* _Extract provided_

>>

Jenia Jitsev: Of course. Mehdi Cherti, Mariana Nijurina, and I are core researchers at the non-profit organization LAION, but our actual "employer" or funding institution is the Helmholtz Association, a large research organization in Germany.

You can think of the Helmholtz Association and the Max Planck organization as the two pillars of German research. The difference is that Helmholtz focuses more on operating large, expensive research equipment that requires a lot of funding and manpower to maintain, which includes supercomputers.

Our institute is part of Helmholtz, and it's called the Jülich Supercomputing Centre, near Cologne. This center has a long tradition of hosting and operating supercomputers since the 1980s. My research laboratory was born there and has been operating there ever since. Our research funding comes from the Helmholtz Association, which ultimately comes from the German government, so we are a public research institution.

And then there's the other line, which is our non-profit research organization, LAION. It was nominally founded in Hamburg in 2021, but I say "nominally" because we don't have a physical office in Hamburg. LAION is a decentralized organization made up of a group of powerful laboratories that have come together for a common goal. These goals basically revolve around open foundational models and the datasets necessary to create them.

So, you can think of LAION as a "consortium" that connects laboratories in various independent research institutions. For example, our laboratory in Jülich, Ludwig Schmidt and his powerful laboratory at Stanford, and Ryo Yokota, a senior researcher at LAION, and his student Taishi Nakamura's laboratory at the Tokyo Institute of Technology. In this sense, LAION is a network of powerful laboratories, and our own institute provides important "hosting" and support for this network. That's roughly the relationship.

Eric Wang: We previously spoke with Richard Vencu, another founder of LAION, and heard his story about LAION's origins. So, from your perspective, what's that story like?

Jenia Jitsev: Haha, that's interesting. Let's see if our stories match up. If they don't, that would be even more interesting.

But seriously, this story is indeed a bit like a movie. I'm not boasting, but the whole process was full of adventure, and looking back now, it's still fascinating. The core members of LAION joined for different reasons, but what drove us was a similar feeling of "despair"—we watched powerful models being created, models that clearly had immense research value, but we couldn't study them because they were locked in "black boxes," completely irreproducible to the outside world.

But everyone's specific motivations were slightly different. From our lab's perspective, the story truly began with an internal literature seminar. At that time, my colleague Mehdi Cherti was presenting OpenAI's paper on DALL·E 1.

That was 2021. At that time, two papers had a huge impact, and I remember both were related to Alec Radford, our hero forever: one was the CLIP paper, and the other was DALL·E. CLIP was somewhat more open; at least they released the model weights. But overall, the research was still irreproducible, and the dataset was not public. As for DALL·E, it was even more complete; we couldn't even get the model.

<<

* _Things to do_
a – According to the LAION interview, in what year and in which city was LAION nominally founded?
b – Please print everything in the LAION interview from "And then there's" down to "to create them.", word for word.
The records have nothing to do with the LAION interview.

* _Data listing_

>>

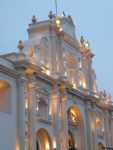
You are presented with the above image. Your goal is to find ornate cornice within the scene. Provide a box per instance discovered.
[0,65,19,79]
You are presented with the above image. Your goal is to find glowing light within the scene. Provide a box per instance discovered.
[82,81,86,88]
[25,100,28,109]
[73,83,77,89]
[46,141,50,150]
[36,104,39,111]
[0,80,9,90]
[59,27,63,32]
[45,69,51,75]
[53,140,56,149]
[56,18,61,27]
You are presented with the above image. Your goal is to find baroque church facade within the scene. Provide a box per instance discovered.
[0,12,113,150]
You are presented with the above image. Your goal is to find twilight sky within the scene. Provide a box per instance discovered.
[0,0,113,96]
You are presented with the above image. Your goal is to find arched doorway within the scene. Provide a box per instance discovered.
[68,131,77,150]
[98,143,105,150]
[67,106,85,150]
[36,129,51,150]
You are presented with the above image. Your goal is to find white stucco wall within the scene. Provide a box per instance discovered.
[0,73,16,150]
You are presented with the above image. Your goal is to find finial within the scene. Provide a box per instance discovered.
[17,40,24,52]
[62,11,66,17]
[32,16,37,24]
[48,11,55,19]
[80,36,85,45]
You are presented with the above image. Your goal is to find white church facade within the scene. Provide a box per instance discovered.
[0,12,113,150]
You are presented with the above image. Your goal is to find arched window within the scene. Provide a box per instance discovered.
[36,98,49,120]
[79,72,87,88]
[0,80,11,112]
[40,37,49,65]
[36,128,52,150]
[29,48,36,64]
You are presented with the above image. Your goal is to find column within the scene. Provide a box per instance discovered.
[60,83,68,150]
[17,78,26,150]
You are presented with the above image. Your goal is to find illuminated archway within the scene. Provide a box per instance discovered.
[67,106,85,150]
[0,80,11,112]
[36,128,51,150]
[98,143,105,150]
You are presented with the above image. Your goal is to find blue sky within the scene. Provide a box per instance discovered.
[0,0,113,96]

<<

* _Answers provided_
a – In 2021, in Hamburg.

b –
And then there's the other line, which is our non-profit research organization, LAION. It was nominally founded in Hamburg in 2021, but I say "nominally" because we don't have a physical office in Hamburg. LAION is a decentralized organization made up of a group of powerful laboratories that have come together for a common goal. These goals basically revolve around open foundational models and the datasets necessary to create them.